_ИСХОДНЫЙ ОТРЫВОК_
▬▬▬

Шрифт:
Закладка:
— Я ей говорю, когда она вернулась из путешествия в Россию: какой позор, в честь вашего предка названа одна из самых старых улиц Москвы, вот чем вы можете гордиться! А вы мне о какой-то чепухе вроде Кировского балета! Подумаешь, балет! Он к нам в Сан-Франциско приезжал.
Когда мы осматривали сторожевую башню, к нам подошла молодая женщина в русском сарафане, в чепце и с хлебом-солью на подносе.
— Это Марина Ильина, — сказал Николай Иванович, — участница нашего исторического комитета, родственница поэта Баратынского.
— Поэт Баратынский был дедушкой моей бабушки, — объяснила Марина.
— Она — учительница, вот только на полставки, постоянной работы найти не может. Хорошо говорит по-русски, любит русский язык, русскую литературу.
— А вот мама по-русски не говорит. Она у меня американка.
Отец Марины — адвокат.
По части русских в Форт-Россе было негусто. И посетители, и исполнители всех ролей были американцы, хотя русских в Сан-Франциско немало. Тысяч восемьдесят в районе залива, говорит Николай Иванович.
Сегодня по случаю праздника он надел голубую, расшитую золотыми лентами рубашку, нечто вроде старорусского одеяния. Высокий, костистый, с прямыми чертами лица, крупным носом, он из той русской породы, которая стала редкой в последние годы. От голода, бед, войн измельчал русский человек.
Он стоял у высокого деревянного креста и рассказывал. Очень высокий, слегка сутулый. За ним был Форт-Росс, а дальше сверкал океан. Так я и сфотографировал его.
Николай Иванович Рокитянский — преподаватель русской истории, в основном истории русских в Америке. Он один из тех, на ком и держится Форт-Росс. Сколько сил, души и скромных сбережений отдал он этому делу, восстанавливая разрушившиеся и постаревшие строения. Несколько лет назад сгорела часовня. Он разыскивал ее чертежи и в Америке, и у нас, в московских архивах.

▬▬▬

_ЦЕЛЬ ЗАДАНИЯ_
Воспроизведите дословно фрагмент отрывка о Форт-Россе: от слов «Он стоял у высокого» до слов «в московских архивах.» включительно.

_ИЗВЛЕЧЕННЫЕ ЗАПИСИ_
▬▬▬

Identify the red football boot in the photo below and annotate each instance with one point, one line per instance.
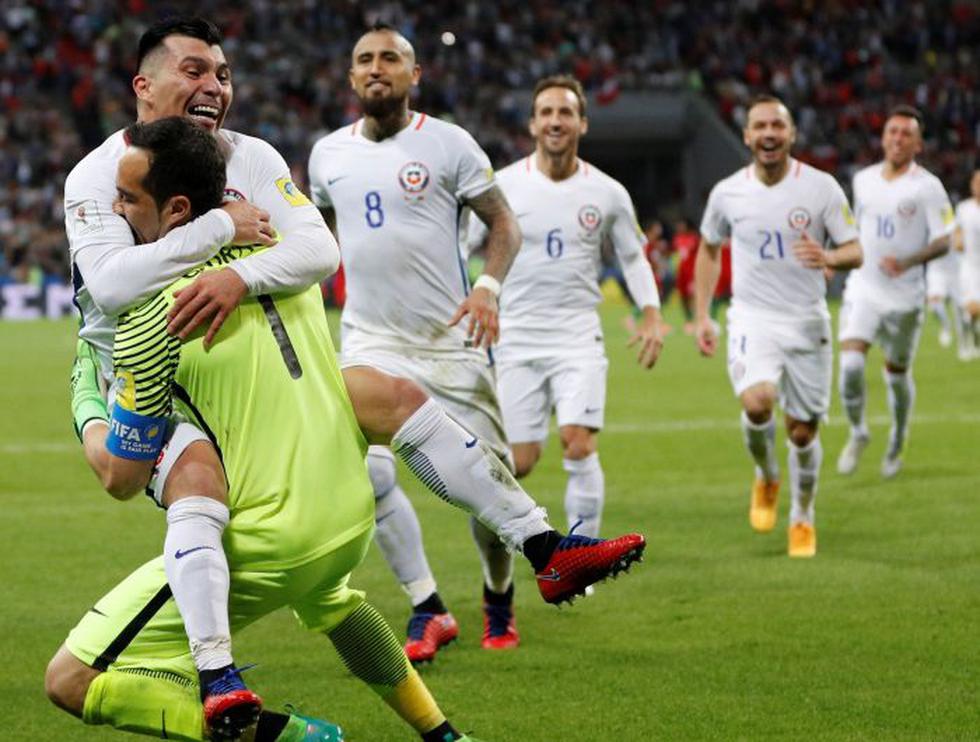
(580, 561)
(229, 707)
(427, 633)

▬▬▬

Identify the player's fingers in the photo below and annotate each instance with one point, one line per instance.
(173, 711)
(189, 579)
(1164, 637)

▬▬▬

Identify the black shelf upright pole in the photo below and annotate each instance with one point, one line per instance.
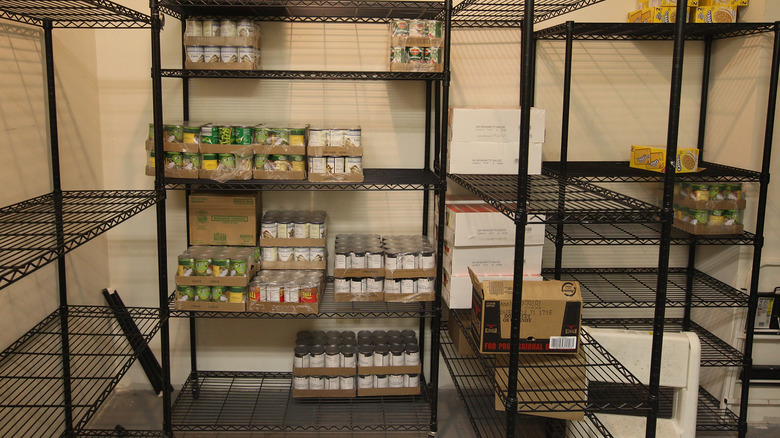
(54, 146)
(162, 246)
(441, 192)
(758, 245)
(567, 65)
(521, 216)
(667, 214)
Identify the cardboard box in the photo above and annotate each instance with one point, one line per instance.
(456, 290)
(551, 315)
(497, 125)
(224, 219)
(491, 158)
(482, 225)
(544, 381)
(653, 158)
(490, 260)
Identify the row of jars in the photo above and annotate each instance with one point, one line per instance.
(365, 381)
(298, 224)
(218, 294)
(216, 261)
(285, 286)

▬▬▬

_РЕЗУЛЬТАТ_
Он стоял у высокого деревянного креста и рассказывал. Очень высокий, слегка сутулый. За ним был Форт-Росс, а дальше сверкал океан. Так я и сфотографировал его.
Николай Иванович Рокитянский — преподаватель русской истории, в основном истории русских в Америке. Он один из тех, на ком и держится Форт-Росс. Сколько сил, души и скромных сбережений отдал он этому делу, восстанавливая разрушившиеся и постаревшие строения. Несколько лет назад сгорела часовня. Он разыскивал ее чертежи и в Америке, и у нас, в московских архивах.